● Données fournies

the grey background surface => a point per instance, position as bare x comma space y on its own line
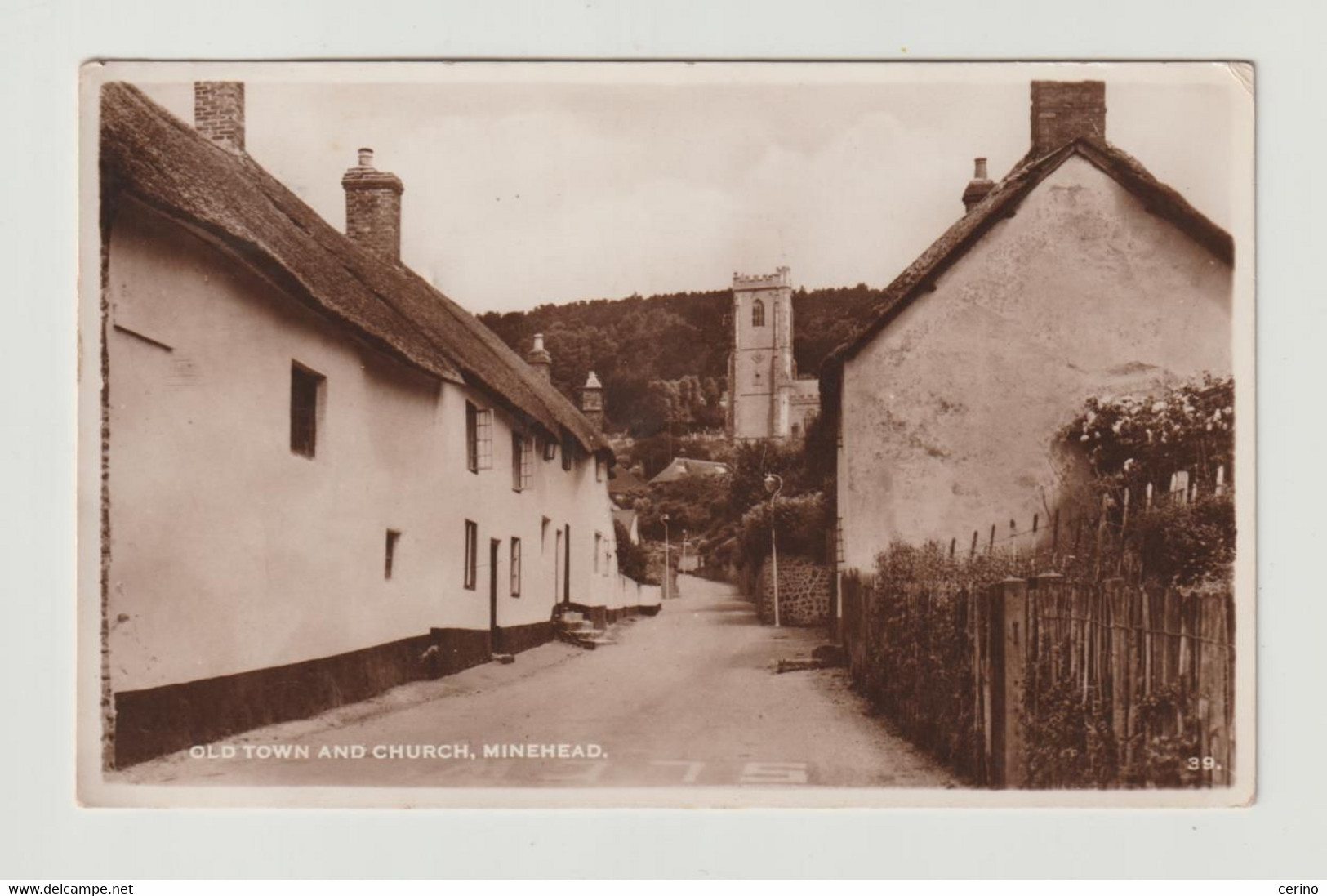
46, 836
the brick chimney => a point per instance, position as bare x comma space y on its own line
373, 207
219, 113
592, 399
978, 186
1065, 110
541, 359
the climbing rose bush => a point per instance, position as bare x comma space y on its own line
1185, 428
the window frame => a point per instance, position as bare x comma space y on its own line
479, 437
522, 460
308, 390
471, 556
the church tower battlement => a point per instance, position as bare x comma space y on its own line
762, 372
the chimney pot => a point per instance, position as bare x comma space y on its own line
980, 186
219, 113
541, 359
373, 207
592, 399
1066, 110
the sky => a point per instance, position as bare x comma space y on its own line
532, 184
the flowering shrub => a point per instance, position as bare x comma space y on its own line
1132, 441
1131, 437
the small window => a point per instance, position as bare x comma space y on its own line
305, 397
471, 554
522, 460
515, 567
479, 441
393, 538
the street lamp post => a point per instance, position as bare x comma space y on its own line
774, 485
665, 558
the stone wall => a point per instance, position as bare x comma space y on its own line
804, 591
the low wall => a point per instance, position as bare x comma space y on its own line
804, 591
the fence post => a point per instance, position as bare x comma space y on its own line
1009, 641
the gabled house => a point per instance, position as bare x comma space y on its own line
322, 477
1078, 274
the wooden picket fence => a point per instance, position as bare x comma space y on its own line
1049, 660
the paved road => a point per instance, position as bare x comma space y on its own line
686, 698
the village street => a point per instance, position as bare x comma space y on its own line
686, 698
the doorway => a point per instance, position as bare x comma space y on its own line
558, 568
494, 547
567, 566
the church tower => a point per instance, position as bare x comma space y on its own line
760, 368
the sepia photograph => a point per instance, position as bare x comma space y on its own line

● Problème court
Recopiez tous les enregistrements ci-dessus en remplaçant « street lamp post » par « lamppost », sans aucune autre modification. N'incluez pas les images dans la réponse.

● Réponse au problème
the grey background surface => a point per instance, position as bare x comma space y on its own line
46, 836
the brick chimney => a point per instance, position as bare x comma space y on its own line
373, 207
219, 113
592, 399
978, 186
1065, 110
541, 359
the climbing rose bush => a point per instance, position as bare x comma space y on its own line
1185, 428
the window frame => a point per instance, position as bare x comma space y on its own line
479, 437
522, 460
308, 390
471, 556
the church tower battlement => a point per instance, position as bare x comma space y on its own line
762, 372
the chimney pot => a point per instance, position as bare x comma space y on its own line
980, 186
219, 113
541, 359
373, 207
592, 399
1066, 110
the sky => a point per instance, position as bare x comma space y on its own line
532, 184
the flowering shrub => a point per instance, position as bare x comma space y on its own line
1132, 441
1131, 437
the small window => a point per instance, position as bare x comma space y on its own line
305, 397
471, 554
522, 460
515, 567
479, 441
393, 538
the lamppost => a point per instance, position as bare x comma space y on its own line
774, 485
665, 558
the stone wall => a point per instance, position as bare x comma space y on its own line
804, 591
the low wall => a point per instance, position as bare x comma space y on its own line
804, 591
the fence post => a point per instance, position as bare x comma space y on its own line
1009, 641
the gabled house => a point per instance, position as bare x comma space y on its own line
322, 477
1078, 274
the wooden picket fence => a point per instance, position as bare x comma space y on its own line
1049, 660
the paved road => a point per instance, position as bare x comma space y on its own line
686, 698
the village street => a point per instance, position as bare x comma space y on its own line
686, 698
the doorway => a point per instance, position as bare x comma space y on its own line
558, 568
494, 547
567, 566
the church tower => a point per instance, position as bare x comma space y on its own line
760, 368
the sepia photograph => a point per instance, position as bare x comma space y on its own line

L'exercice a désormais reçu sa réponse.